- [CONSEGNE]:
a - Stabilisci se ciascuna affermazione concorda con il brano sul prestito dell'Ue a Kiev: (i) gli interessi del prestito saranno a carico di chi riceve i soldi; (ii) secondo Politico, la Ue dovrà versare ogni anno circa 3 miliardi di interessi; (iii) la quota di ogni cittadino, neonati e minorenni inclusi, è di 300 euro. Per ogni punto rispondi sì o no e cita testualmente le parole del brano che lo dimostrano.
b - Nel brano sul prestito dell'Ue a Kiev, come viene definito Politico?
c - Prosegui il brano sul prestito dell'Ue a Kiev dal punto in cui termina.

Lasciate perdere che, con la corruzione che regna nel Paese, parte dei soldi che diamo a Kiev rischia di sparire nelle tasche di una serie di politici e burocrati avidi prima ancora di arrivare a destinazione. E cancelliamo pure dalla memoria le immagini dei cessi d’oro fatti installare dai collaboratori mano lesta del presidente ucraino: rubinetti, bidet, vasca e tutto il resto lo abbiamo pagato noi, con i nostri soldi. Il grande reset della realtà, per come si è fin qui palesata, tuttavia non può cancellare quello che ci aspetta.
Il prestito della Ue, come ogni finanziamento, non è gratis: quando voi fate il mutuo per la casa, oltre a rimborsare mese dopo mese parte del capitale, pagate gli interessi. Ma in questo caso il tasso non sarà a carico di chi riceve i soldi, come sempre capita, ma - udite, udite - di chi li garantisce, ovvero noi. Politico, sito indipendente, ha calcolato che ogni anno la Ue sarà costretta a sborsare circa 3 miliardi di interessi, non proprio noccioline. Chi pagherà? È ovvio: non sarà lo Spirito Santo, ma ancora noi. Dividendo la cifra per il numero di abitanti all’interno della Ue si capisce che ogni cittadino dovrà mettere mano al portafogli per 220 euro, neonati e minorenni inclusi. Se poi l’aliquota la si vuol applicare sopra una certa soglia di età, si arriva a 300.

(Dati contenuti in un dataset)
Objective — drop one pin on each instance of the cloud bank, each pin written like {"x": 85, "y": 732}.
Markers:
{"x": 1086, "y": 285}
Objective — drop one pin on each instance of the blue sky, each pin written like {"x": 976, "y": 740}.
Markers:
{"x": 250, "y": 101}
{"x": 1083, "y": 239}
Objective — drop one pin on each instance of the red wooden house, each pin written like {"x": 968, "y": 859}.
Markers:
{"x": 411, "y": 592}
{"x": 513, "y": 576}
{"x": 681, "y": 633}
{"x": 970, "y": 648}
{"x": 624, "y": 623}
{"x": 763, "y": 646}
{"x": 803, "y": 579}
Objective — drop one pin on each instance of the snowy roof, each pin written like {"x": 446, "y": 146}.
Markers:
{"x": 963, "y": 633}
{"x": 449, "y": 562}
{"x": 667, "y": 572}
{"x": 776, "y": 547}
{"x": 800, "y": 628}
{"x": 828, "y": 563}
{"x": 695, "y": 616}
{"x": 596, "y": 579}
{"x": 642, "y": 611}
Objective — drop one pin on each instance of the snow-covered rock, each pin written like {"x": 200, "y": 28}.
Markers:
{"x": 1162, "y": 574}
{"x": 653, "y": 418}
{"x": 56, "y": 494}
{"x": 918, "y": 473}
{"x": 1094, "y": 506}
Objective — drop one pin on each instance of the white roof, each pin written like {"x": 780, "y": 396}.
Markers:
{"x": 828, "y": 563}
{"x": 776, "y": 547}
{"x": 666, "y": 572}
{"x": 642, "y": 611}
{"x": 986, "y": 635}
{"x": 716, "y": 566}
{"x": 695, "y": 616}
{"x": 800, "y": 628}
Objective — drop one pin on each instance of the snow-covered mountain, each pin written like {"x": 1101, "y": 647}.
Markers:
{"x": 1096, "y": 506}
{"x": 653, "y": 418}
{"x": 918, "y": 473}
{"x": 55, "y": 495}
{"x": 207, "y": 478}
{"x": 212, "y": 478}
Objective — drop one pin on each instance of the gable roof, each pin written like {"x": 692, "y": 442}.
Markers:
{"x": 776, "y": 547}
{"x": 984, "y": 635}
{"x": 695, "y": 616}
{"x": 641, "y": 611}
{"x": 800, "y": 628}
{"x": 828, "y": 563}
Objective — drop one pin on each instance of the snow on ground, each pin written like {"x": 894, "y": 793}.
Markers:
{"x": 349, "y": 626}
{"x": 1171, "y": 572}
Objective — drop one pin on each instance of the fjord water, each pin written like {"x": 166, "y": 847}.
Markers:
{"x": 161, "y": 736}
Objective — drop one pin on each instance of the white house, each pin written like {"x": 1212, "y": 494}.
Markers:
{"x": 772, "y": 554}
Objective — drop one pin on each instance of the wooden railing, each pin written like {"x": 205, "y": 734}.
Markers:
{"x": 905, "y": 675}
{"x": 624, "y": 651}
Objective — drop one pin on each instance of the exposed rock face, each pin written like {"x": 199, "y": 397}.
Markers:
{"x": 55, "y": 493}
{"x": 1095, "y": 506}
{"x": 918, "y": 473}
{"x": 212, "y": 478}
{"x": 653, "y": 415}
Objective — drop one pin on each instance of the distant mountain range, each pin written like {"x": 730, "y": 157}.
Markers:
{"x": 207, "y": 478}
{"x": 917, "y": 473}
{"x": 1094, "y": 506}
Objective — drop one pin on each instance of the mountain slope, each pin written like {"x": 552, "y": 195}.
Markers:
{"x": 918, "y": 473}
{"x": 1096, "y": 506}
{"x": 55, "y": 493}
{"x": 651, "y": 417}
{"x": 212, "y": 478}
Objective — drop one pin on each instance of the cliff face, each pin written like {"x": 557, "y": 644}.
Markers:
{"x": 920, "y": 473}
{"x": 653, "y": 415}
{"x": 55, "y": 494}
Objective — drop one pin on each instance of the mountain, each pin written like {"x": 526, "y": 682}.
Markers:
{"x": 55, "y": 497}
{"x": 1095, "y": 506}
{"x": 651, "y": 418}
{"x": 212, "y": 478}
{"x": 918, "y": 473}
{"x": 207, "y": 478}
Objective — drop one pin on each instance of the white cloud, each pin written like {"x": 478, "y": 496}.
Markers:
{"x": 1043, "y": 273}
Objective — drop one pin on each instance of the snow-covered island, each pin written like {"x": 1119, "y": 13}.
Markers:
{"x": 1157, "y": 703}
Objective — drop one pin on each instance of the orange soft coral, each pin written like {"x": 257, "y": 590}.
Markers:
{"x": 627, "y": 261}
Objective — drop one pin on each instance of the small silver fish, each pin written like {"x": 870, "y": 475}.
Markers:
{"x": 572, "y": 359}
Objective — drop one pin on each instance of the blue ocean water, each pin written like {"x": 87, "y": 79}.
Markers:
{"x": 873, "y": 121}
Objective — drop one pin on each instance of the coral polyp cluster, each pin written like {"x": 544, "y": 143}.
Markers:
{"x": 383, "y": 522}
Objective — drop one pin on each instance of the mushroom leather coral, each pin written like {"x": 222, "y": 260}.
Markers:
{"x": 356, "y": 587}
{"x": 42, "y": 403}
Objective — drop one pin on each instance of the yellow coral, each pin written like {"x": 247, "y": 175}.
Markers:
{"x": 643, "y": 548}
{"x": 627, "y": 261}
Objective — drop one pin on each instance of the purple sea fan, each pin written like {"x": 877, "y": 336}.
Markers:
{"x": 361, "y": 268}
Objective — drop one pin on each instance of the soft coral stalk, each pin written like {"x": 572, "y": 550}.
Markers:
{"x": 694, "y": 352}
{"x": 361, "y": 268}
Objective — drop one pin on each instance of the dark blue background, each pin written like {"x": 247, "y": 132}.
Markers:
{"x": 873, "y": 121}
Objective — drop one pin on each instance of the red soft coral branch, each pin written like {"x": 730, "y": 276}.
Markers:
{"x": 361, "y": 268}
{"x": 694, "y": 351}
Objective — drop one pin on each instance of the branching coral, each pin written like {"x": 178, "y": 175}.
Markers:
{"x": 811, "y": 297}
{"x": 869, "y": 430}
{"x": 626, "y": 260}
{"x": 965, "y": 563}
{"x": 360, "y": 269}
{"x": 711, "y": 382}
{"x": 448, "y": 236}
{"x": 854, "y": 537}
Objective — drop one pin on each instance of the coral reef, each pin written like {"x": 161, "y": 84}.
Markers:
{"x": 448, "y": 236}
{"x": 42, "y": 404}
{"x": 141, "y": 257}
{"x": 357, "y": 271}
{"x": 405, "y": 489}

---

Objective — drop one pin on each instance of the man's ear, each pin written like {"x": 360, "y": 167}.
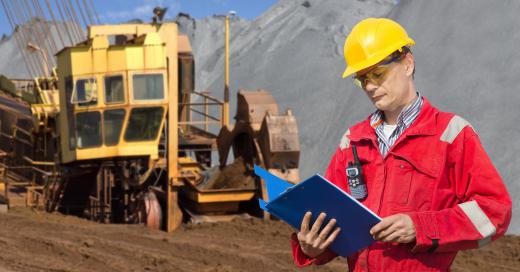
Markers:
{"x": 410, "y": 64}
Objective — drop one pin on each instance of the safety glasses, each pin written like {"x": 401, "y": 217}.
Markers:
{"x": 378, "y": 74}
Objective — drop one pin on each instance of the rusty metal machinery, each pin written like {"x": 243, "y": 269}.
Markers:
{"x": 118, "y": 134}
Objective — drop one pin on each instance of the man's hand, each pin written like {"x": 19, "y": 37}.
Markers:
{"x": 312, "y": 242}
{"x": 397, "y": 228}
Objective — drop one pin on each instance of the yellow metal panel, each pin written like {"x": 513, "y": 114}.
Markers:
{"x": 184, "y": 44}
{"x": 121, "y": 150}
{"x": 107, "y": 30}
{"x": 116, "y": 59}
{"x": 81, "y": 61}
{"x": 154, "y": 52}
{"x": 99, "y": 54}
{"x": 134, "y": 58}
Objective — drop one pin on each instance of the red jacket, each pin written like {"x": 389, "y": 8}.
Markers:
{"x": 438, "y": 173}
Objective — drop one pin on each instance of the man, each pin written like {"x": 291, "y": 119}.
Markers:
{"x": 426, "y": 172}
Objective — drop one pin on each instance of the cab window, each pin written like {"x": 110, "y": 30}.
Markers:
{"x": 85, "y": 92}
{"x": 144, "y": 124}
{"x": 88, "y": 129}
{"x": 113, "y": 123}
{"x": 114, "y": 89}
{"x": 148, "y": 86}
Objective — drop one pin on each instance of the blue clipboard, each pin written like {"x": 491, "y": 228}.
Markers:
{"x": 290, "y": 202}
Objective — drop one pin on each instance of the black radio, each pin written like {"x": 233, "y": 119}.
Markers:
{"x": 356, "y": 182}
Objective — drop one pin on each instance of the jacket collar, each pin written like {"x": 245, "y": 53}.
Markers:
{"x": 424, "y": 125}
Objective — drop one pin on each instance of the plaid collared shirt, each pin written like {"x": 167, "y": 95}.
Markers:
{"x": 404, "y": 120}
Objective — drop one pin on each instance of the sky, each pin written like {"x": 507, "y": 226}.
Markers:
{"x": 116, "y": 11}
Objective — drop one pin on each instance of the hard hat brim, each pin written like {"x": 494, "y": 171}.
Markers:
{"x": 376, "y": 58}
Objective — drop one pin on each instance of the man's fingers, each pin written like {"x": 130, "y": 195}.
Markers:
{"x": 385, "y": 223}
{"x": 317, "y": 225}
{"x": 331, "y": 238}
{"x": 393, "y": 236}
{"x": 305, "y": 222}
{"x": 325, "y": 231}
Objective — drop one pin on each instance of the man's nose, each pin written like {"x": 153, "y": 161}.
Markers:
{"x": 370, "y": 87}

---

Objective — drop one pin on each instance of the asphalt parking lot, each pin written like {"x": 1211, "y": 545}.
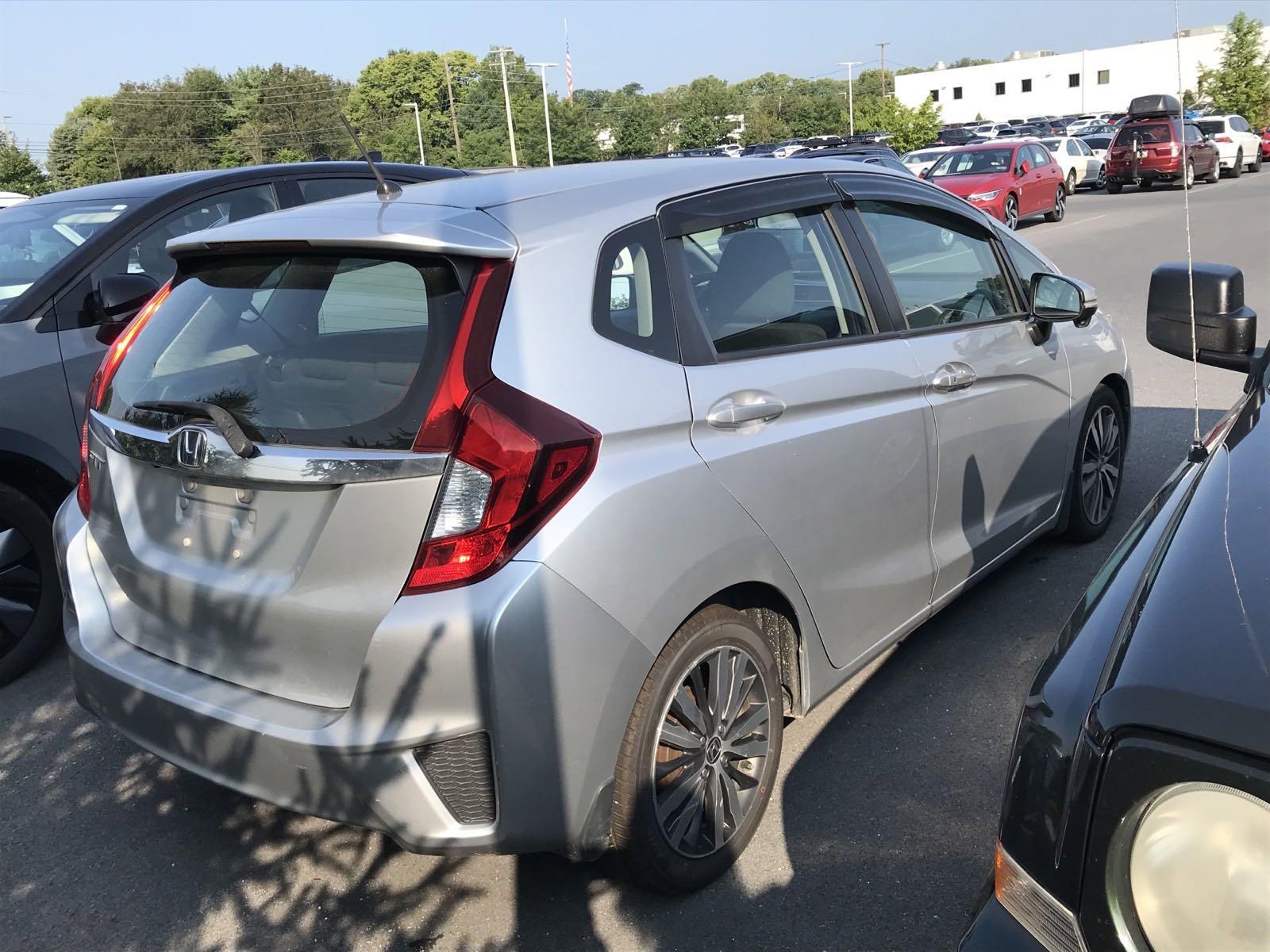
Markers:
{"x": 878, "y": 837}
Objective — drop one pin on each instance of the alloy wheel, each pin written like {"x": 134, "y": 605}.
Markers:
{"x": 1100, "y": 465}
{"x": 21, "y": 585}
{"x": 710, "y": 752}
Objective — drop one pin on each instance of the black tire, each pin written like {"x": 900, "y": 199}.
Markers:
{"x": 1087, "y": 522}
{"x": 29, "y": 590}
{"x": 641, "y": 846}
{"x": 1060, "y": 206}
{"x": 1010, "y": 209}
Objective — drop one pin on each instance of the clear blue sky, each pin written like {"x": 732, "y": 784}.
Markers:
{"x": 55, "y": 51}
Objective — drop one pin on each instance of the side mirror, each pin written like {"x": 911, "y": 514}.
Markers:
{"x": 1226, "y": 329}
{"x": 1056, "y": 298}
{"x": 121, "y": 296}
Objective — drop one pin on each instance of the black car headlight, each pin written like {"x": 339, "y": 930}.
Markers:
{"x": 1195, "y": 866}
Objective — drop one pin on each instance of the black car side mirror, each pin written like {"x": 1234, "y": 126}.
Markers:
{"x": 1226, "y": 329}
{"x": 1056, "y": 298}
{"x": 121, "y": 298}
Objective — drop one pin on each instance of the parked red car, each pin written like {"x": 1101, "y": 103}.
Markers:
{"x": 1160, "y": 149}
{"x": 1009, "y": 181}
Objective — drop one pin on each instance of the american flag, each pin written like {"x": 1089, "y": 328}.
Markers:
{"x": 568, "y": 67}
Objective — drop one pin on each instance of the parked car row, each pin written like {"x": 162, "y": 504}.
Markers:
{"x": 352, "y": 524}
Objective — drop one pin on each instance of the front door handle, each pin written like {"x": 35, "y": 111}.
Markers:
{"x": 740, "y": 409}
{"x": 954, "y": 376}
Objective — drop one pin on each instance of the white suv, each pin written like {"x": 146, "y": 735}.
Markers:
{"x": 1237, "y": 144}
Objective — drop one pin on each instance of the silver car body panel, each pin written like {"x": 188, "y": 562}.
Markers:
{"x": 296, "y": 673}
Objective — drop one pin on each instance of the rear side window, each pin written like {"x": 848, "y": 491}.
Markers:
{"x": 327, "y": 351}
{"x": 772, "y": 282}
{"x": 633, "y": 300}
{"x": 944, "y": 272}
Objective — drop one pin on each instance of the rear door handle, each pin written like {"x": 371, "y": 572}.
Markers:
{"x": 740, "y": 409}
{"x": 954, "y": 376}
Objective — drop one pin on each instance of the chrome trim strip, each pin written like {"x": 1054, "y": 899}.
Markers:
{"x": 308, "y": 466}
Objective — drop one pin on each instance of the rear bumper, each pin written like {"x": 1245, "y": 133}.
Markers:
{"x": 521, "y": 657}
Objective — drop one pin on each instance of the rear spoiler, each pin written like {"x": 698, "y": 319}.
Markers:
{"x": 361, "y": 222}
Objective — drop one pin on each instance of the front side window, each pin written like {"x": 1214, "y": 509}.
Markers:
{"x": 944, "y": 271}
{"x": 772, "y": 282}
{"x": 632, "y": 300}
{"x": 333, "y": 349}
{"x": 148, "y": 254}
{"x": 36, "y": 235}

- [SOLUZIONI]:
a -
(i) No: "il tasso non sarà a carico di chi riceve i soldi, come sempre capita, ma - udite, udite - di chi li garantisce, ovvero noi".
(ii) Sì: "ogni anno la Ue sarà costretta a sborsare circa 3 miliardi di interessi".
(iii) No: "ogni cittadino dovrà mettere mano al portafogli per 220 euro, neonati e minorenni inclusi".

b - Un sito indipendente.

c -
Ecco, la pace sia con voi la pagheremo cara e probabilmente pagheremo cari anche i 90 miliardi concessi all’Ucraina, perché quasi certamente Kiev non li restituirà mai e toccherà a noi, intesi come Ue, farcene carico. Piccola noticina: com’è che, quando servivano soldi per rilanciare l’economia e i salari, Bruxelles era contraria e adesso, se c’è da far debito per sostenere l’Ucraina, invece è favorevole? Il mistero delle scelte Ue continua. Ma soprattutto, si capisce che alla base di ogni decisione, a differenza di ciò che ci hanno raccontato per anni, non ci sono motivazioni economiche, ma solo politiche.